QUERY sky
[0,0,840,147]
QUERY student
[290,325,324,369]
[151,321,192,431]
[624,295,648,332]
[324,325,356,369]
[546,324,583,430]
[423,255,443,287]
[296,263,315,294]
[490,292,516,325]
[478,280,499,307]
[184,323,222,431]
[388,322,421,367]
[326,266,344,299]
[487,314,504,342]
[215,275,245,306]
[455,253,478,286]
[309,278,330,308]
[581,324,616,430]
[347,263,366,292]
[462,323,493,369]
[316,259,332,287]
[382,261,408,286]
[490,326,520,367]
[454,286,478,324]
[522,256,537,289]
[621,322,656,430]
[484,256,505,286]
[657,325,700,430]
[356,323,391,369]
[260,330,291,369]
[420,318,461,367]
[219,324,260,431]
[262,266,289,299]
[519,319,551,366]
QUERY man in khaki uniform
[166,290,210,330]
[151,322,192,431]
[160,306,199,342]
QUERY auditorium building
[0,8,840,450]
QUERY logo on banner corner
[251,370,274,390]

Objective: Quote every line of the material above word for word, with nothing changed.

Result of the exercise:
QUERY sky
[0,0,840,147]
QUERY student
[290,325,324,369]
[151,321,192,431]
[624,295,648,332]
[324,325,356,369]
[546,324,583,430]
[423,255,443,287]
[296,263,315,294]
[490,292,516,325]
[478,280,499,307]
[184,323,222,431]
[388,322,421,367]
[326,266,344,299]
[487,314,504,342]
[215,275,245,306]
[455,253,478,286]
[309,278,330,308]
[581,324,616,430]
[347,263,366,292]
[462,323,493,369]
[316,259,332,287]
[382,261,408,286]
[490,326,520,367]
[454,286,478,324]
[522,256,537,289]
[621,322,656,430]
[484,256,505,286]
[657,325,700,430]
[356,323,391,369]
[260,330,291,369]
[420,318,461,367]
[219,324,260,431]
[262,266,289,299]
[519,319,551,366]
QUERY man in khaki uniform
[166,290,210,330]
[151,322,192,431]
[160,306,199,342]
QUERY auditorium building
[0,8,840,450]
QUERY logo on banner corner
[251,370,274,390]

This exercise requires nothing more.